## Task instructions:
Copy down all of the data underneath, exactly as shown.

[Records from a data source]
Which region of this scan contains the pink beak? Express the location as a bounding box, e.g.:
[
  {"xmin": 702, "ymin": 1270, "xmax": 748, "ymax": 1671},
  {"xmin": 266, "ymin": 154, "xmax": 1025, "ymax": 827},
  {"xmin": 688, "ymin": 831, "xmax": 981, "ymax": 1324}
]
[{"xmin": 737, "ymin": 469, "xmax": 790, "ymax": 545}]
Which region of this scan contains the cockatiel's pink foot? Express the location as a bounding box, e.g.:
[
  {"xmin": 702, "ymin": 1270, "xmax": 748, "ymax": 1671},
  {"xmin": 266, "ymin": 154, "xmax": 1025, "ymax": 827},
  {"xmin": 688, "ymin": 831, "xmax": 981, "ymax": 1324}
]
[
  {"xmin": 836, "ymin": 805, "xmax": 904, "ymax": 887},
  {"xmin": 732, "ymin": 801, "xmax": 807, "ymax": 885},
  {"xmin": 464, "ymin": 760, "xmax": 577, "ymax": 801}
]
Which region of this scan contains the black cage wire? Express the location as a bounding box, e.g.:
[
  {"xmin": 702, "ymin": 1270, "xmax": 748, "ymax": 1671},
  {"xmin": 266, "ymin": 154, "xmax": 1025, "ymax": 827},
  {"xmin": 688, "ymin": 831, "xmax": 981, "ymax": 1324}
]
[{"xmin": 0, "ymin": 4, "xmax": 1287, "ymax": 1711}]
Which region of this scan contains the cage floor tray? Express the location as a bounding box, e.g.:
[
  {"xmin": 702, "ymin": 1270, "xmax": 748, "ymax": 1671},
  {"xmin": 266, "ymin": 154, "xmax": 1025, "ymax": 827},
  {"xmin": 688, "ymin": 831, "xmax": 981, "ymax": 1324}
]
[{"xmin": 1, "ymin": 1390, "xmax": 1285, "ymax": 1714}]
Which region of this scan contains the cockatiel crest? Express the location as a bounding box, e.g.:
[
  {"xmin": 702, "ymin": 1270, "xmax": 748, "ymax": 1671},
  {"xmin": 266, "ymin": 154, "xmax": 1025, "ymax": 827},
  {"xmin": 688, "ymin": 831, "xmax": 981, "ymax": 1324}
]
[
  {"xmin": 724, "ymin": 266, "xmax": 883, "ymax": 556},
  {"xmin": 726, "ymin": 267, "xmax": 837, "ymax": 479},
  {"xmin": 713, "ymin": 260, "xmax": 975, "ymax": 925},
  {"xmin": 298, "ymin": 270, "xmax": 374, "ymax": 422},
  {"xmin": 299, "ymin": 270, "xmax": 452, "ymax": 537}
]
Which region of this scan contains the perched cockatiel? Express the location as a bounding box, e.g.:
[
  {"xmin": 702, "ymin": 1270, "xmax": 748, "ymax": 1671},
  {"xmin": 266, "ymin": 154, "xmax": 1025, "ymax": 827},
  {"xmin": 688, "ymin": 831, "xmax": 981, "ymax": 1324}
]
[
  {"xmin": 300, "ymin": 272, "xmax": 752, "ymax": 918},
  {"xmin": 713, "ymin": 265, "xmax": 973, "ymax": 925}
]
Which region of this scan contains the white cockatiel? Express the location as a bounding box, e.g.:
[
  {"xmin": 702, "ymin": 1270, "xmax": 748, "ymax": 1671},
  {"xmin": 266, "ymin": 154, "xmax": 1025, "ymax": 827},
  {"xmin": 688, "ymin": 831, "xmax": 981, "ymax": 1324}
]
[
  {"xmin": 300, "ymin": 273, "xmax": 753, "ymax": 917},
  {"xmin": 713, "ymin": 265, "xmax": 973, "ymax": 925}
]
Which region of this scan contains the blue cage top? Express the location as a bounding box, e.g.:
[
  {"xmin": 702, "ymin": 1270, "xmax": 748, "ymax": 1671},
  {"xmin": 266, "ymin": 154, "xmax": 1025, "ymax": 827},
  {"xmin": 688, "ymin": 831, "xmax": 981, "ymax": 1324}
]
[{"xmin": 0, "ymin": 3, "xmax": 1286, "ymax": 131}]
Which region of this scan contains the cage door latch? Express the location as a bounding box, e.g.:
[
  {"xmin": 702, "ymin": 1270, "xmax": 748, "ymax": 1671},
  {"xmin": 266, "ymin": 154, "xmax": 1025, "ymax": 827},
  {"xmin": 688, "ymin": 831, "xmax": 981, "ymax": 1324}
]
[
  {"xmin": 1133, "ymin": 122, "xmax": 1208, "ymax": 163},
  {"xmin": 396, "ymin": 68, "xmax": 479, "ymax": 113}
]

## Task result:
Which region of this scan contains the pink beak? Express the location as a bounding box, e.g.:
[
  {"xmin": 702, "ymin": 1270, "xmax": 748, "ymax": 1671},
  {"xmin": 266, "ymin": 154, "xmax": 1025, "ymax": 827},
  {"xmin": 688, "ymin": 831, "xmax": 981, "ymax": 1324}
]
[{"xmin": 737, "ymin": 469, "xmax": 790, "ymax": 545}]
Which region of this scan contains the cockatiel's pink foot? Express the location as a bounding box, e.g.:
[
  {"xmin": 702, "ymin": 1270, "xmax": 748, "ymax": 1671},
  {"xmin": 266, "ymin": 154, "xmax": 1025, "ymax": 827},
  {"xmin": 688, "ymin": 831, "xmax": 981, "ymax": 1324}
]
[
  {"xmin": 836, "ymin": 805, "xmax": 904, "ymax": 887},
  {"xmin": 732, "ymin": 801, "xmax": 807, "ymax": 885},
  {"xmin": 464, "ymin": 760, "xmax": 577, "ymax": 801}
]
Which region of this scan contains the black cage wire? Express the location as a bounding box, e.g.:
[
  {"xmin": 702, "ymin": 1270, "xmax": 748, "ymax": 1671},
  {"xmin": 266, "ymin": 154, "xmax": 1025, "ymax": 827},
  {"xmin": 688, "ymin": 831, "xmax": 981, "ymax": 1324}
]
[{"xmin": 0, "ymin": 4, "xmax": 1287, "ymax": 1711}]
Which region of this scan contains the cage floor tray? Express the location as a bounding box, e.g.:
[
  {"xmin": 702, "ymin": 1270, "xmax": 748, "ymax": 1671},
  {"xmin": 266, "ymin": 154, "xmax": 1025, "ymax": 827},
  {"xmin": 688, "ymin": 831, "xmax": 981, "ymax": 1324}
]
[{"xmin": 1, "ymin": 1390, "xmax": 1285, "ymax": 1714}]
Which region of this scan contains the cockatiel crest? Express the location as a bounding box, e.g.:
[
  {"xmin": 702, "ymin": 1270, "xmax": 748, "ymax": 1671},
  {"xmin": 266, "ymin": 154, "xmax": 1025, "ymax": 827},
  {"xmin": 688, "ymin": 831, "xmax": 981, "ymax": 1324}
]
[
  {"xmin": 724, "ymin": 266, "xmax": 883, "ymax": 556},
  {"xmin": 726, "ymin": 267, "xmax": 837, "ymax": 479},
  {"xmin": 713, "ymin": 260, "xmax": 975, "ymax": 925},
  {"xmin": 298, "ymin": 270, "xmax": 374, "ymax": 422},
  {"xmin": 299, "ymin": 270, "xmax": 452, "ymax": 537}
]
Which region of this scan contains the perched cockatiel? Express the location as a bounding box, e.g.:
[
  {"xmin": 702, "ymin": 1270, "xmax": 748, "ymax": 1671},
  {"xmin": 266, "ymin": 154, "xmax": 1025, "ymax": 827},
  {"xmin": 688, "ymin": 831, "xmax": 981, "ymax": 1324}
]
[
  {"xmin": 300, "ymin": 272, "xmax": 752, "ymax": 918},
  {"xmin": 713, "ymin": 265, "xmax": 973, "ymax": 925}
]
Which region of this scan contains the white cockatiel? Express the location as a bounding box, e.g.:
[
  {"xmin": 702, "ymin": 1270, "xmax": 748, "ymax": 1671},
  {"xmin": 266, "ymin": 154, "xmax": 1025, "ymax": 827},
  {"xmin": 688, "ymin": 831, "xmax": 981, "ymax": 1324}
]
[
  {"xmin": 300, "ymin": 273, "xmax": 753, "ymax": 917},
  {"xmin": 713, "ymin": 265, "xmax": 973, "ymax": 925}
]
Which region of this scan contains the blue cage top? Express the location as a bounding box, e.g.:
[
  {"xmin": 702, "ymin": 1270, "xmax": 748, "ymax": 1671},
  {"xmin": 266, "ymin": 154, "xmax": 1025, "ymax": 827},
  {"xmin": 688, "ymin": 831, "xmax": 981, "ymax": 1324}
]
[{"xmin": 0, "ymin": 3, "xmax": 1286, "ymax": 131}]
Which region of this scan contains the cage door latch? Express the location as a bounding box, e.g.:
[
  {"xmin": 702, "ymin": 1270, "xmax": 748, "ymax": 1671},
  {"xmin": 266, "ymin": 154, "xmax": 1025, "ymax": 827},
  {"xmin": 688, "ymin": 831, "xmax": 981, "ymax": 1324}
]
[
  {"xmin": 1133, "ymin": 122, "xmax": 1208, "ymax": 163},
  {"xmin": 396, "ymin": 68, "xmax": 479, "ymax": 113}
]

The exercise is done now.